> [Tasks and exercises]
- a) In the Google interview, what was the first launch BF worked on at Google?
- b) Retype the part of the Google interview that opens with the words containing "As a recent" and closes with "and slightly nerve-racking.".
- c) Extend the Google interview, picking up right after its last sentence.

-------- Excerpted passage --------

As a recent college graduate, how have you been able to make an impact at Google?

BF: I've been at Google for a little over a year and a half and I've already been involved in two launches. The first was a feature called Item Search, which allowed the user to better explore items within a list/category. (My personal favorite example query is "Disney Princesses"; look for the Top References block.) And as I mentioned above, I was working on the Search plus Your World launch. I remember one day a few weeks before launch, the senior vice president of Search came into my office and asked for an update on the status of the product and when we expected to launch. Until then, I didn't know that he even knew my name and yet here he was looking to me for answers! It was really exciting, and slightly nerve-racking.

As one of only a handful of African-American students in computer science at Stanford, and the only African-American woman, it is very important to me to increase the diversity of the field. It is only with a variety of different viewpoints and life experiences that we are able to create products that appeal universally. Towards that end, I’ve become involved with Google’s campus outreach and college recruiting efforts, and recently participated in a video that highlights women in technology.

What do you know now that you wish you knew as a student? If you could give every college student one piece of advice, what would it be?

BF: The most important thing you can do is follow your passion, even if it differs from the expectations placed upon you. I arrived at Stanford with my parents telling me I should be a doctor. And for a while, I listened to them and took a bunch of classes I didn’t enjoy. When I first discovered computer science, I struggled for a little bit since changing my major would mean disappointing my parents. But I’ve learned that time goes very quickly, so my view is it’s better to spend it doing something you love than not. My parents did come around and were happy with my choice when they realized that I had found something I enjoy doing and that I had joined a field leading to numerous career opportunities across the world.

How did being a member of the Stanford Society of Black Scientists and Engineers help you personally or professionally?

-------- Provided information --------

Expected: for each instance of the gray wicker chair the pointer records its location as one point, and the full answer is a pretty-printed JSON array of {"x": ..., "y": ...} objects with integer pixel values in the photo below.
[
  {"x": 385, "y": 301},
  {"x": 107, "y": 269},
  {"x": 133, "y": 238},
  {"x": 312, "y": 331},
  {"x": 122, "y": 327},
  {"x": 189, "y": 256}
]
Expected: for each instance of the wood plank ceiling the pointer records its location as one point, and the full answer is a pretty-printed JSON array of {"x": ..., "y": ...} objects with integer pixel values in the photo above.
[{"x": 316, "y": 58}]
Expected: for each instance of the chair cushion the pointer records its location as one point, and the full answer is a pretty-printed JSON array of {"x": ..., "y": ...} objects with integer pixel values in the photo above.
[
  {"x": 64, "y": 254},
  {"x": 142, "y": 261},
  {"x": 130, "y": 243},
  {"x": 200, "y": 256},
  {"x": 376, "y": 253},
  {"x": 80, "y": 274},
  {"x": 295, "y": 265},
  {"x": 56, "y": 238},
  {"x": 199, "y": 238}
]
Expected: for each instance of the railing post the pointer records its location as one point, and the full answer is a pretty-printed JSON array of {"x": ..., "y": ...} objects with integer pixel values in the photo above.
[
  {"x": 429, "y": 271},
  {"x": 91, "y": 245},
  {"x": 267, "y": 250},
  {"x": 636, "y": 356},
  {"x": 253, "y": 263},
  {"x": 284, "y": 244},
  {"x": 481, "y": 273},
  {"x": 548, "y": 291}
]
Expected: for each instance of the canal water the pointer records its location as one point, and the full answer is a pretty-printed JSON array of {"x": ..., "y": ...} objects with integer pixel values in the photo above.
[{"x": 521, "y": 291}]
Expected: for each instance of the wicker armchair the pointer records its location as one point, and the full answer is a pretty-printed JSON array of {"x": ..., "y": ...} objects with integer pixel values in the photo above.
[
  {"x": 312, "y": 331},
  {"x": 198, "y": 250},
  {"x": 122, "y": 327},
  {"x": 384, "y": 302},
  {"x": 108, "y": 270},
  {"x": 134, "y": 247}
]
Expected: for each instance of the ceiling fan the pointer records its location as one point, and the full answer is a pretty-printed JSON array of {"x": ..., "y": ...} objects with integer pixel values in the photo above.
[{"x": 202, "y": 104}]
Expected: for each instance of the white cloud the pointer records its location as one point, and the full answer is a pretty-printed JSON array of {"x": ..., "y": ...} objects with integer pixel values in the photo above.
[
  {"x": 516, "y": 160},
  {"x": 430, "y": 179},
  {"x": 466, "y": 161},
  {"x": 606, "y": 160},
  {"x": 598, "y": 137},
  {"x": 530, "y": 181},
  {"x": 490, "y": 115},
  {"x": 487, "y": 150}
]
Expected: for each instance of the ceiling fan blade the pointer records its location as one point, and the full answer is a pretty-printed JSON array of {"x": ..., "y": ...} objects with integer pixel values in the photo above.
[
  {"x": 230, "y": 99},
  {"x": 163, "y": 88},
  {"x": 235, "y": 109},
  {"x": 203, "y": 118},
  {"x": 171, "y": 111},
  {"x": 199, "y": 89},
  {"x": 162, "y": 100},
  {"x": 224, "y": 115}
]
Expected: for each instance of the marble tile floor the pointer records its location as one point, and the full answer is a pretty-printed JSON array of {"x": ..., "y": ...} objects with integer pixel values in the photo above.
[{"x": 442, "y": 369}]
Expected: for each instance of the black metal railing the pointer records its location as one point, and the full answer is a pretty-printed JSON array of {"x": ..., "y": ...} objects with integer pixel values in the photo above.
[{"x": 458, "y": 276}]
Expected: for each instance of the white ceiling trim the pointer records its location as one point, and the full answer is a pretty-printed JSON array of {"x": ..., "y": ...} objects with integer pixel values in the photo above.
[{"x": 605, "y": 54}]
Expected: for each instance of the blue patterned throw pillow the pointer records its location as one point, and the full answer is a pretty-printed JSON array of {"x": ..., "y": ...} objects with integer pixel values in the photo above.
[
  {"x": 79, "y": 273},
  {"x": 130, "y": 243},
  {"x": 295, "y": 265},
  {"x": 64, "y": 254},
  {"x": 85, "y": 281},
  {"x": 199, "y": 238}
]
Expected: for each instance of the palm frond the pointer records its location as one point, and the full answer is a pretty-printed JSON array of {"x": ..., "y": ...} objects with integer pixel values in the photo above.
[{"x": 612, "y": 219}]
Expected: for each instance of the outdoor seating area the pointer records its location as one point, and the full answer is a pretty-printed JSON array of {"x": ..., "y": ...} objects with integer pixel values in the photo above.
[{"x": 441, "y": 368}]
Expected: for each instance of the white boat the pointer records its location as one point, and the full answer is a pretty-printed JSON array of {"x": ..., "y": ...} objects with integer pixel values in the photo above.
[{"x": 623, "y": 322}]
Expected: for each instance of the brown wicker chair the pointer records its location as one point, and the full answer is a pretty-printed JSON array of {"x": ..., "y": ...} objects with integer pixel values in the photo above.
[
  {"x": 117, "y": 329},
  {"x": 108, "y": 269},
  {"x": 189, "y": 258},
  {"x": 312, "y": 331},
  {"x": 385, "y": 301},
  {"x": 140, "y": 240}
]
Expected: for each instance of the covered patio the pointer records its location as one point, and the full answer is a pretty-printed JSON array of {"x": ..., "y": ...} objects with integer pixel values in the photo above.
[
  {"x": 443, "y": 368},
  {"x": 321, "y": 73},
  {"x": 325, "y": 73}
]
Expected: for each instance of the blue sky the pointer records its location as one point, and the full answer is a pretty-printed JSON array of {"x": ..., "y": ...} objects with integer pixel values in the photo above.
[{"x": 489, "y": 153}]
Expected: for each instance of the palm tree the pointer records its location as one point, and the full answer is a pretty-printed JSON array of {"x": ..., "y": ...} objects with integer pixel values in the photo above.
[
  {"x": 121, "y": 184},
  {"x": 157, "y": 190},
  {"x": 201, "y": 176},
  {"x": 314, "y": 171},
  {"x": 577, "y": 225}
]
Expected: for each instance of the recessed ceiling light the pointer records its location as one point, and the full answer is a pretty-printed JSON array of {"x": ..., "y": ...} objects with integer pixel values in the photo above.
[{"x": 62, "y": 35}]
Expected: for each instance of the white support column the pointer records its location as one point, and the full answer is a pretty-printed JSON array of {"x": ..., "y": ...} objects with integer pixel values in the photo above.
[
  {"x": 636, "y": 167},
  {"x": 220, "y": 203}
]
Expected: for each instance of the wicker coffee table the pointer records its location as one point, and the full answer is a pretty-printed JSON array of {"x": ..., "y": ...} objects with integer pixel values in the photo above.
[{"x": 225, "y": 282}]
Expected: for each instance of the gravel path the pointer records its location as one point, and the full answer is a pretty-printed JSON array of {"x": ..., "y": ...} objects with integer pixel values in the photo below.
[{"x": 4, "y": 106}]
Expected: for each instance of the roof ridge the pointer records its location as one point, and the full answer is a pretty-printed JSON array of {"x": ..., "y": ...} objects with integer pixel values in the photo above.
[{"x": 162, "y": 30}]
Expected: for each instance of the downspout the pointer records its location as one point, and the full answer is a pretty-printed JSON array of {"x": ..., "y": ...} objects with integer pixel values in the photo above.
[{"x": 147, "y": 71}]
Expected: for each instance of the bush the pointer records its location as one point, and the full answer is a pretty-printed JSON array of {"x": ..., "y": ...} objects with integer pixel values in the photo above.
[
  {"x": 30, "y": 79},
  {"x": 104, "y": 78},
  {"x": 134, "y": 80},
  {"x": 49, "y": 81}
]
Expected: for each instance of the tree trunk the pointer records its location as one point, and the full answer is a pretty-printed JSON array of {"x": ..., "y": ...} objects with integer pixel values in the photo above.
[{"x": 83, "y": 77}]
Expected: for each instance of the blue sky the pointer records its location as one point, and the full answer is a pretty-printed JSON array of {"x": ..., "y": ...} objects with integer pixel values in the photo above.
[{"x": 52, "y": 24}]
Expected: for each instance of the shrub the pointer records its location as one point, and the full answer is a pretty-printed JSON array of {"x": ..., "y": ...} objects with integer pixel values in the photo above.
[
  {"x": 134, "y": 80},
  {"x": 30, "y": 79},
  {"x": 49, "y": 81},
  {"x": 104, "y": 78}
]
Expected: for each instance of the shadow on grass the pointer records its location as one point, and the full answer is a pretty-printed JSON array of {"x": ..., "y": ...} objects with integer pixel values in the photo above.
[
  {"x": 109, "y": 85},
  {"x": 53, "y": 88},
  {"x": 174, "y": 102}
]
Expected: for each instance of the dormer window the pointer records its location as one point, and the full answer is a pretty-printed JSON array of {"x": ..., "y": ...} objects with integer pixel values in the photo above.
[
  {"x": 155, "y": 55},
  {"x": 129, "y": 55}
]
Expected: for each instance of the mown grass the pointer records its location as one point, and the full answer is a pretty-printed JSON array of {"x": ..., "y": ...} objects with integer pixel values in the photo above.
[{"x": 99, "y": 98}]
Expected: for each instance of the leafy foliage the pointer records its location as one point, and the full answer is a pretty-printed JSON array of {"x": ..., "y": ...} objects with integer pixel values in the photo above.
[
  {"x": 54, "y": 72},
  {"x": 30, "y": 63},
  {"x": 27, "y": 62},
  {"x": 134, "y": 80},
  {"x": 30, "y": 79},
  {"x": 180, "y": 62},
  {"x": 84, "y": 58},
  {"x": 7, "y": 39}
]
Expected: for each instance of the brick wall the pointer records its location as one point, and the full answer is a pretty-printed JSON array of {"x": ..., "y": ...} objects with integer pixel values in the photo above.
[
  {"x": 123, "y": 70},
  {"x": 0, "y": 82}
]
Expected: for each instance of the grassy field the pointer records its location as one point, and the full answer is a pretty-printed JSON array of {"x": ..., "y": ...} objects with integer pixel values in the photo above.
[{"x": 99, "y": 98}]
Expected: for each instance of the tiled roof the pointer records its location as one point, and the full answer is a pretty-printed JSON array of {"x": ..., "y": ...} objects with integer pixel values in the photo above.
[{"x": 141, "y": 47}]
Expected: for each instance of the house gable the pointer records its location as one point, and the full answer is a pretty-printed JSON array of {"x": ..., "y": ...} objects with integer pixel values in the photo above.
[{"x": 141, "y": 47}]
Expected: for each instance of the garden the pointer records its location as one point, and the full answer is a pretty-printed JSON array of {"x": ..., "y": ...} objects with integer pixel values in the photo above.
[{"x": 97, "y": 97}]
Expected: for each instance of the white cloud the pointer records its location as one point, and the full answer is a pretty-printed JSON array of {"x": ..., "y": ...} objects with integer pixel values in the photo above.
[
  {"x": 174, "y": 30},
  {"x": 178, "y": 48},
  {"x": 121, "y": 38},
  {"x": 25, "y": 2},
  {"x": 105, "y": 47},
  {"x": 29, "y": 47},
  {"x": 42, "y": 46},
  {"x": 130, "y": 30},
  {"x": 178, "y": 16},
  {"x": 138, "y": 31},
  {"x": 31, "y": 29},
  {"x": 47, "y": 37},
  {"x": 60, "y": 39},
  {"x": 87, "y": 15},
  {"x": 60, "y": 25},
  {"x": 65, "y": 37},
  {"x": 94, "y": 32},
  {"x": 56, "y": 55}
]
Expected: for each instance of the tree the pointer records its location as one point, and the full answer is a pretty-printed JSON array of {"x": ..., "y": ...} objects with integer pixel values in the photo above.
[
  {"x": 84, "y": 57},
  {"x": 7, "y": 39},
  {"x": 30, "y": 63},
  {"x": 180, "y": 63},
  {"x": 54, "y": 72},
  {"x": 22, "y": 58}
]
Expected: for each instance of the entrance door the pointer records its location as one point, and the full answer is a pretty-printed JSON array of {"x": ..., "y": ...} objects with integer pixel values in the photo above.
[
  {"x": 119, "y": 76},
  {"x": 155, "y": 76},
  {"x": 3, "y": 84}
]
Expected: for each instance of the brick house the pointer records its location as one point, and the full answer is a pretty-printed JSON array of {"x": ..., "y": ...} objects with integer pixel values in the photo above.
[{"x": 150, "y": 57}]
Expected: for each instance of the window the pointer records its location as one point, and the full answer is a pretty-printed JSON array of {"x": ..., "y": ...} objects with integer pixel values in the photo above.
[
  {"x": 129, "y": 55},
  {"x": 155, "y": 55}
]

--------

> [Answer list]
- a) A feature called Item Search, which let users better explore items within a list or category.

- b)
As a recent college graduate, how have you been able to make an impact at Google?

BF: I've been at Google for a little over a year and a half and I've already been involved in two launches. The first was a feature called Item Search, which allowed the user to better explore items within a list/category. (My personal favorite example query is "Disney Princesses"; look for the Top References block.) And as I mentioned above, I was working on the Search plus Your World launch. I remember one day a few weeks before launch, the senior vice president of Search came into my office and asked for an update on the status of the product and when we expected to launch. Until then, I didn't know that he even knew my name and yet here he was looking to me for answers! It was really exciting, and slightly nerve-racking.

- c)
BF: As I mentioned earlier, I was one of only a handful of African-American students in the entire computer science department, which meant there were very few people “like me” in my classes. I’ll admit, there were times that I was discouraged by my choice of major, and often wondered if I had made the right choice. The Society of Black Scientists and Engineers (SBSE) was one of many places I sought encouragement during my first few years. Through SBSE, I was able to meet and befriend a lot of other engineers who were in similar situations, and felt free to talk with them about our feelings of not belonging. Over time, I felt more comfortable having this conversation with a variety of people and I realized that it’s not just African-Americans or women or transplanted East Coasters who feel this way; at some point in time, almost everyone feels like they don’t belong.

SBSE also gave me the opportunity to learn more about other engineering companies in the Bay Area. Every meeting a different company would come speak a little about life at that company and the available job opportunities. I took full advantage of these occasions to learn more about the culture and expectations at other companies, which I referenced when deciding to join Google.

When I’m not at Google...

BF: I recently moved to San Francisco so I spend a lot of my free time exploring the city (and its restaurants) with friends. I also really enjoy baking while watching terrible straight-to-DVD/TV movies. I also enjoy reading; I just finished The Hunger Games trilogy and am now working on The Girl With The Dragon Tattoo.